Short exercise =>
Take the line that contains "Target = woman's dark hair" and all lines after it, up to and including the last line of the data, and write them out exactly; nothing else belongs in the answer.

Dataset records:
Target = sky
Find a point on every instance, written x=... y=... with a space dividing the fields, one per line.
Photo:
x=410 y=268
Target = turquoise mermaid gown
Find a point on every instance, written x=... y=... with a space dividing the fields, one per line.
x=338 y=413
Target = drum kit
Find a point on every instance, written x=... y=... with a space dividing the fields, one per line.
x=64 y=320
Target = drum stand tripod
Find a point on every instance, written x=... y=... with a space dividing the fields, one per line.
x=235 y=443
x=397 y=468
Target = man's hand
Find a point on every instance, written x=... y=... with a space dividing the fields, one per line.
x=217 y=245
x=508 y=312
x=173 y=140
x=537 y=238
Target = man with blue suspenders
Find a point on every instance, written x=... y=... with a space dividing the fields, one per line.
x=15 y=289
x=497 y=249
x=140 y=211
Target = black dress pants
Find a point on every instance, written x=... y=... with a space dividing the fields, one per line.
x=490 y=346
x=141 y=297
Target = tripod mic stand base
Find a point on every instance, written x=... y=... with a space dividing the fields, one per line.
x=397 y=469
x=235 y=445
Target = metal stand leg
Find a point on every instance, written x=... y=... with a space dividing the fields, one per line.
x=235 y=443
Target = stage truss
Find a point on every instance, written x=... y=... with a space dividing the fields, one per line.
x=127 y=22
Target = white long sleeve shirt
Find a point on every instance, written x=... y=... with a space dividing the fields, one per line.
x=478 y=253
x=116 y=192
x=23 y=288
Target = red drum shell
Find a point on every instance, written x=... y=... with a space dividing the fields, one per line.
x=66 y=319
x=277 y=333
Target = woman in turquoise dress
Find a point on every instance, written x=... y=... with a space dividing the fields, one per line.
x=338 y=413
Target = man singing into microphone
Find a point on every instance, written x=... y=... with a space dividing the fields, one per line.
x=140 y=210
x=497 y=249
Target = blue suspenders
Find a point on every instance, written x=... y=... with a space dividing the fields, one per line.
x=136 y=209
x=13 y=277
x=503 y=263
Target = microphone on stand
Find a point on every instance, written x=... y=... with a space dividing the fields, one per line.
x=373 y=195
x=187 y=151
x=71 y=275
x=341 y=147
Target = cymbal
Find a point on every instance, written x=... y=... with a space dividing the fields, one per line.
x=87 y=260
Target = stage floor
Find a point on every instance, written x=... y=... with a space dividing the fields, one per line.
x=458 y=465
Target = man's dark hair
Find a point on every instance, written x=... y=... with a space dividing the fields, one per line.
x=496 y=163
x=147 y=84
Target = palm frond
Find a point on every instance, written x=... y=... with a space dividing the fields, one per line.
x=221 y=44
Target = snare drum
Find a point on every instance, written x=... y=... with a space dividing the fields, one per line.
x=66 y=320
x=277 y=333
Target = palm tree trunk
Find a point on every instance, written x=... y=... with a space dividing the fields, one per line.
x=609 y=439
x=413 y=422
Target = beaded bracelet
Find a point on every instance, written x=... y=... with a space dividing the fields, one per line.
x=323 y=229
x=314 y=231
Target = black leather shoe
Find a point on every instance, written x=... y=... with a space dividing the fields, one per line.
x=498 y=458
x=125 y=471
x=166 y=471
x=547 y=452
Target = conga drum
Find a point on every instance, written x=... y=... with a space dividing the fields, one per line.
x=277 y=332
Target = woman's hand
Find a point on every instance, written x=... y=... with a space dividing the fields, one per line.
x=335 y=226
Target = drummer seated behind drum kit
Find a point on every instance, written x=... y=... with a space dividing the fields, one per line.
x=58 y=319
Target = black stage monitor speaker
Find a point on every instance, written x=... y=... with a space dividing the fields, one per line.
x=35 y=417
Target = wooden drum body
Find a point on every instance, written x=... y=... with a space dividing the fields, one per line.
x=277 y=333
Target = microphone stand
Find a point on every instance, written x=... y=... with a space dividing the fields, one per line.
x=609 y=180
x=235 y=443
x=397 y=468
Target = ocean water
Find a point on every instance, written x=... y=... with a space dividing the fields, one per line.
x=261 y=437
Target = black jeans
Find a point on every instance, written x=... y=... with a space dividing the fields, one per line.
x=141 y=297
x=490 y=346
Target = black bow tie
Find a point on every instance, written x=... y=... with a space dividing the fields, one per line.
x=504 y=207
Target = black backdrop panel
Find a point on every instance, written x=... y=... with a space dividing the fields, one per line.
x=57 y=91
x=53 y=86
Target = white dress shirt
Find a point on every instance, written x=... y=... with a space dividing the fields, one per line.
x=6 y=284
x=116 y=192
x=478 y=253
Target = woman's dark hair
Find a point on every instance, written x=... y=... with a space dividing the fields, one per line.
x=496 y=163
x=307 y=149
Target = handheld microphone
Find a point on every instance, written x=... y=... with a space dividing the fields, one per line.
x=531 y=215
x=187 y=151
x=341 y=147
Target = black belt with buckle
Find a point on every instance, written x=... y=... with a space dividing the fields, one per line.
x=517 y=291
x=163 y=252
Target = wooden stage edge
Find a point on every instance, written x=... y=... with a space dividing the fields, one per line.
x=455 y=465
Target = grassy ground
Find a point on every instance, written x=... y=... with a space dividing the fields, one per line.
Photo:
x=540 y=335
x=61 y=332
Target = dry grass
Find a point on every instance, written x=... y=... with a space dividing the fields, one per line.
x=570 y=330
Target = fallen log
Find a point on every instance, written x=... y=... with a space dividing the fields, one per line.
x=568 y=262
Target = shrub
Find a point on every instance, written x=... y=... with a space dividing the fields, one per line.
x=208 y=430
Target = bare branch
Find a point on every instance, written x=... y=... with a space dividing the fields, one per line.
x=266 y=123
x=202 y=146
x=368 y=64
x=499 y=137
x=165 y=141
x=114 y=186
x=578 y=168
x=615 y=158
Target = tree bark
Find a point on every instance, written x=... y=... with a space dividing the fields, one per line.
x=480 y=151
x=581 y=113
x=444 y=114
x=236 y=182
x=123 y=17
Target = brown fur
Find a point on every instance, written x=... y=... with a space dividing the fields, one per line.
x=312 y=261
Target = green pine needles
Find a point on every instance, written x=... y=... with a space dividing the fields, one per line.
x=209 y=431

Answer to this problem =>
Target = woman's dark hair
Find a point on every instance, written x=... y=... with a space dividing the fields, one per line.
x=496 y=163
x=307 y=149
Target = handheld microphone
Find a point on every instance, written x=... y=... with a space dividing the fields, one per line.
x=531 y=215
x=187 y=151
x=341 y=147
Target = black belt with buckle
Find a point on every instance, written x=... y=... with a space dividing the fields, one per line.
x=517 y=291
x=163 y=252
Target = wooden stage edge
Find a point on every instance, written x=... y=... with a space dividing the fields, one per line.
x=455 y=465
Target = grassy ground
Find a point on every instance, written x=... y=... with a space dividing the fields, one per line.
Photo:
x=540 y=335
x=61 y=332
Target = dry grass
Find a point on every instance, written x=... y=... with a space dividing the fields, one per line.
x=570 y=330
Target = fallen log
Find a point on every instance, written x=... y=... with a space dividing the fields, one per line.
x=568 y=262
Target = shrub
Find a point on every instance, written x=... y=... with a space dividing the fields, one per line.
x=208 y=430
Target = bare branch
Find a point on every instance, written x=... y=... with a space dividing the fields, one per line.
x=266 y=123
x=202 y=146
x=368 y=64
x=499 y=137
x=165 y=141
x=114 y=186
x=578 y=168
x=615 y=158
Target = tree bark
Find a point on every instance, written x=... y=... with a space dividing the fields, one per line.
x=480 y=151
x=581 y=113
x=444 y=114
x=236 y=182
x=123 y=17
Target = brown fur
Find a point on every instance, written x=... y=... with a space dividing the fields, one per line.
x=312 y=261
Target = green pine needles
Find a point on every instance, written x=... y=... with a space dividing the fields, one per line.
x=209 y=431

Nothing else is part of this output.